Instructions for the task → Take each line in the entries below that holds "shape" and show it.

(Referring expression pointing data)
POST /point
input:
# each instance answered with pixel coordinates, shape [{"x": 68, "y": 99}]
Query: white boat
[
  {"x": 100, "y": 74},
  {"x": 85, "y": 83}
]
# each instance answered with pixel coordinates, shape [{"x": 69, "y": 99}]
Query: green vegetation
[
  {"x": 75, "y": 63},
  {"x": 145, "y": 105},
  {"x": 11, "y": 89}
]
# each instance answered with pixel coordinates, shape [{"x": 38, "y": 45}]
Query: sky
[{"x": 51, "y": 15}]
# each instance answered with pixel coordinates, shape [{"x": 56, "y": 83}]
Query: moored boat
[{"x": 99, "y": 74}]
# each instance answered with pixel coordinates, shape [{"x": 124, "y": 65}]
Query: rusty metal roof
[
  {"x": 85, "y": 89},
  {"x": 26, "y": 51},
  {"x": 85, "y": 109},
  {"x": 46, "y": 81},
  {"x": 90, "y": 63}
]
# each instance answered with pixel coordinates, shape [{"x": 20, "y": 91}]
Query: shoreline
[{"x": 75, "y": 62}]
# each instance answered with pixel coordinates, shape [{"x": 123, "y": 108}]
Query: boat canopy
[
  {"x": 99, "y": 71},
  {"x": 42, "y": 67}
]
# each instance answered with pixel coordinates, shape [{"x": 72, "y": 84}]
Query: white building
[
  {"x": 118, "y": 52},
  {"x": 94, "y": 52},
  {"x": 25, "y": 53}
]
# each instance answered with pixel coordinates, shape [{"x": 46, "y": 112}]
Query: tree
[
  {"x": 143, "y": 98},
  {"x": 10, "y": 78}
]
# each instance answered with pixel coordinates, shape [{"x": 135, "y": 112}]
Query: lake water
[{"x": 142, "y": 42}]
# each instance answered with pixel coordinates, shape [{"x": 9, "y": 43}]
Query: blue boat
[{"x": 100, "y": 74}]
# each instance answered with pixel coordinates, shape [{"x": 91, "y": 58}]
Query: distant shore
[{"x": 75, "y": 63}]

Response →
# each instance answered with pixel coordinates, shape [{"x": 68, "y": 99}]
# each instance answered with pixel coordinates, shape [{"x": 69, "y": 99}]
# each instance answered with pixel coordinates, shape [{"x": 38, "y": 45}]
# each instance answered with pixel coordinates, shape [{"x": 56, "y": 83}]
# each instance answered with pixel coordinates, shape [{"x": 124, "y": 65}]
# each instance answered with pixel coordinates, shape [{"x": 20, "y": 91}]
# each instance answered with pixel coordinates, shape [{"x": 123, "y": 108}]
# each instance answered with pixel coordinates, shape [{"x": 72, "y": 84}]
# each instance answered with pixel coordinates, shape [{"x": 46, "y": 112}]
# each instance answered with pixel coordinates, shape [{"x": 135, "y": 112}]
# each instance answered with pixel coordinates, shape [{"x": 9, "y": 43}]
# each instance answered with pixel coordinates, shape [{"x": 91, "y": 58}]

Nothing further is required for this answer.